▶ Selected text:
# # #

This session identified some problems with journals’ instructions for authors and offered suggestions on how to solve them.
According to Cheryl Iverson, of JAMA and the Archives journals, although they are tedious to prepare, require frequent updating, and seemingly are seldom read, journal instructions for authors not only help authors but also help publishers and journals, particularly by describing journal policies.
Updates for a journal’s instructions may have many sources, Iverson observed: the journal editor, the editorial board, the managing editor or other editorial staff, the online submission-system manager, and the publisher’s Web team.
In her experience with JAMA and the Archives journals, the publication of instructions online enables updates to occur as often as needed. She advised editors to include the date of the last update in the instructions. Benefits of online instructions include ease of access to forms, links to helpful tools, and the ability to link online-submission systems to the instructions for instantaneous access and more detail.
To serve users more effectively, Iverson recommended that journals consider shortening their instructions and highlighting items added at each revision. She then suggested that this might be a subject of research on instructions for authors—comparing authors’ use of short and long versions.

# # #

▶ Input data:
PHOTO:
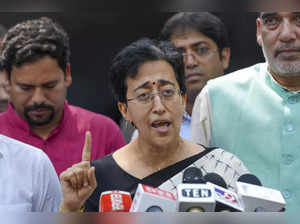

# # #

Carry on the text about journals' instructions for authors, starting after its final sentence. The listing is separate material, not part of the text on instructions for authors.

Jane C Wiggs, of Mayo Clinic Scientific Publications, presented a study that she conducted whose main objective was to determine whether biomedical journals that have high impact factors have complete instructions for authors. (This study was previously presented at the 2009 Peer Review Congress.) As measures of completeness, Wiggs looked for mention of 10 items in the journals’ instructions for authors:
- The journal’s peer-review process
- Clinical-trial registration
- Open access (free or paid)
- Public access (response to the National Institutes of Health mandate)
- The sponsor’s role in the study
- Authors’ access to all data
- International Committee of Medical Journal Editors (ICMJE) Web site for policy (not style)
- Figure integrity or image manipulation
- Racial or sex bias in participant selection
- Detailed author contributions for publication
Wiggs studied the 46 clinical journals that had the highest impact factors in 51 Journal Citation Reports categories. The impact factors for 2007 ranged from 2.217 to 52.589. Overall, she found that the mean number of criteria met was 3.9 and the median was 4. Of the 10 criteria, the one most commonly met was description of the journal’s peer-review process (37/46, or 80%). Only 22 journals (48%) required clinical-trial registration. She observed that many journals publish author instructions that lack important information; even if a journal is “best” in its category, the author instructions are likely to be incomplete.
Wiggs analyzed the journals in a single category and found that journals with high impact factors have more complete author instructions than do journals with lower impact factors.
Tom Lang, of Tom Lang Communications and Training, identified some pitfalls and offered suggestions for improvement, using examples of instructions for authors from several unnamed journals. He identified three main problems: instructions that are tedious and difficult to follow because they essentially require authors to become copyeditors, instructions that have nonstandard and unexpected requirements, and instructions that are vague and incomplete.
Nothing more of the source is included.